Print every line of the listing exactly, please.

> _Listed records_:
○ ○ ○ ○ ○ ○ ○

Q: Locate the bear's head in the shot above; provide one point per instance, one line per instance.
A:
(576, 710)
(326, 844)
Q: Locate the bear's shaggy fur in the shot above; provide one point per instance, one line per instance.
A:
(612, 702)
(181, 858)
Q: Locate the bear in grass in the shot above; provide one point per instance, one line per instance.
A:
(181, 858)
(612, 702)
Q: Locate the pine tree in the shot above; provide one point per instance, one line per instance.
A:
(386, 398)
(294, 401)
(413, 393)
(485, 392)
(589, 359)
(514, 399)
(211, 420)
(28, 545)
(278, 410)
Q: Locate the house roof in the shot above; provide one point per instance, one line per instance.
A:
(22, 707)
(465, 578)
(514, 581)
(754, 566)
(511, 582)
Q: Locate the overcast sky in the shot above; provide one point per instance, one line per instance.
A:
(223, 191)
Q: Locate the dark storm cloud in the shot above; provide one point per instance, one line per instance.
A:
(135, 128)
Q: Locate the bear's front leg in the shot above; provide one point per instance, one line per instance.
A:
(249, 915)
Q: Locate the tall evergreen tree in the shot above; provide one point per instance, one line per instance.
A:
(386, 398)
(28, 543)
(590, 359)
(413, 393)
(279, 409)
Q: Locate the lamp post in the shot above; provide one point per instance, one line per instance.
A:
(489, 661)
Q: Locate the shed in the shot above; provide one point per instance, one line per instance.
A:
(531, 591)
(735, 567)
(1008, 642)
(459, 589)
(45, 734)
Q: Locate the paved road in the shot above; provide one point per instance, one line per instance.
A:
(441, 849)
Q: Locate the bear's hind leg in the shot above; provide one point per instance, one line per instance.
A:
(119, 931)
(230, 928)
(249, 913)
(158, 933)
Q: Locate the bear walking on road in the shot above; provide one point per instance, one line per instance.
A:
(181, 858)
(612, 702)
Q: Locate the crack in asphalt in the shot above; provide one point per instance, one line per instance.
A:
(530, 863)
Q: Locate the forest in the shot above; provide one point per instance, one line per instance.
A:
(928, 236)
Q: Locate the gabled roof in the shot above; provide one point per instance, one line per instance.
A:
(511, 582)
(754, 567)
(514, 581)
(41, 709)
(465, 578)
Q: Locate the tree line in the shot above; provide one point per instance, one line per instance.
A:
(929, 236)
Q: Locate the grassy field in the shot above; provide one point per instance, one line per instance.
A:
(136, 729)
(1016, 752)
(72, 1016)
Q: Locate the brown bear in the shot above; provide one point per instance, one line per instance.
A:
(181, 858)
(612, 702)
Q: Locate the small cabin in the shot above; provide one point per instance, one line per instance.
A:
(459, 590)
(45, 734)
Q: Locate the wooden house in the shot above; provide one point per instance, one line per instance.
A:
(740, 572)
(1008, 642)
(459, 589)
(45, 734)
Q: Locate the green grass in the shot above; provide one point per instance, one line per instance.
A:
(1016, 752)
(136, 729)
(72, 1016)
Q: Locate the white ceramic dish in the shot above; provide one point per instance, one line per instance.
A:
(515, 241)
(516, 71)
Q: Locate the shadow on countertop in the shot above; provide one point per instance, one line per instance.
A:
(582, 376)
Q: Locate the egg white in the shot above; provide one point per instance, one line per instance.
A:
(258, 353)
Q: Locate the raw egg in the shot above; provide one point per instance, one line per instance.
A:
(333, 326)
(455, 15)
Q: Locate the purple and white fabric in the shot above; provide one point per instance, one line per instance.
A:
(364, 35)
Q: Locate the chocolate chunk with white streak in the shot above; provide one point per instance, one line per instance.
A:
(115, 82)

○ ○ ○ ○ ○ ○ ○

> _Right answer_:
Q: Locate the bear's head in the shot above; provide one point per instance, one line per instance.
A:
(576, 710)
(326, 844)
Q: Locate the bear's shaggy fur in the shot above; provide one point per instance, one line per instance.
A:
(612, 702)
(181, 858)
Q: Locate the bear in grass in the shot above; provide one point per instance, one line per instance.
A:
(181, 858)
(612, 702)
Q: Locate the pine tree in the shot above; provide one point per instance, one line per instance.
A:
(386, 398)
(294, 401)
(413, 393)
(485, 392)
(589, 359)
(514, 399)
(211, 420)
(28, 545)
(278, 410)
Q: Locate the house roof in the shot above; provide one point per instance, one line per instance.
A:
(22, 707)
(465, 578)
(514, 581)
(754, 566)
(511, 582)
Q: Locate the overcast sky in the shot above; provide one point per instance, one line per instance.
A:
(223, 191)
Q: Locate the dark storm cloud in the shot above; provide one point per instance, one line per instance.
A:
(135, 128)
Q: Locate the bear's front leg in the shot above; provide one point per instance, one line per instance.
A:
(249, 915)
Q: Locate the tall evergreen tree in the shot above; provide one point per instance, one line per instance.
A:
(386, 398)
(28, 543)
(590, 359)
(413, 393)
(279, 409)
Q: Locate the lamp post in the shot above; provide one point per instance, one line per instance.
A:
(489, 661)
Q: Locate the shed in the shot above; provide one point per instance, one line per instance.
A:
(531, 591)
(735, 567)
(1008, 642)
(459, 589)
(45, 734)
Q: Locate the paved road in the shot above; provide one point per instance, one line per instance.
A:
(441, 849)
Q: Locate the bear's hind leg in the shot above; provide one point per instance, one line per instance.
A:
(119, 931)
(230, 928)
(249, 913)
(158, 933)
Q: Locate the bear walking on road in the shot above; provide one point per instance, one line per instance.
A:
(181, 858)
(612, 702)
Q: Locate the crack in asphalt in the shot above; provide one point per instance, one line per instance.
A:
(530, 863)
Q: Locate the forest in the shot above; provide one point per instance, one line per instance.
A:
(928, 236)
Q: Locate the gabled roof in the shot above; provide one point per instance, one line per instance.
A:
(511, 582)
(754, 567)
(514, 581)
(41, 709)
(465, 578)
Q: Locate the tree line in the shot above; provide one point per instance, one line per instance.
A:
(929, 236)
Q: Locate the grassy field in the shot above; provide one point per instance, one line per instance.
A:
(136, 729)
(1016, 752)
(72, 1016)
Q: Locate the brown bear in the shot above; provide one point per instance, one line per instance.
A:
(181, 858)
(612, 702)
Q: Locate the small cabin in the shot above; provide one point per instance, one line per instance.
A:
(459, 590)
(45, 734)
Q: Locate the wooden house in the shot above; provide one point per instance, one line per instance.
A:
(740, 572)
(1008, 642)
(459, 589)
(45, 734)
Q: Locate the green grass in the shot above; provide one point per instance, one line per instance.
A:
(1016, 752)
(136, 729)
(72, 1016)
Q: Locate the white ceramic dish in the shot above; provide one point per instance, one line per instance.
A:
(515, 241)
(516, 71)
Q: Locate the shadow on countertop in the shot above; provide one point per instance, one line per instance.
A:
(582, 376)
Q: Locate the egg white in the shot above; provide one point per instance, one line per instance.
A:
(258, 353)
Q: Locate the raw egg in the shot above; provide one point per instance, one line per instance.
A:
(333, 326)
(455, 15)
Q: Locate the purple and white fabric in the shot above; provide one point per instance, one line per instance.
A:
(364, 35)
Q: Locate the chocolate chunk with white streak in the shot above; provide one point per instance, one line per instance.
A:
(115, 82)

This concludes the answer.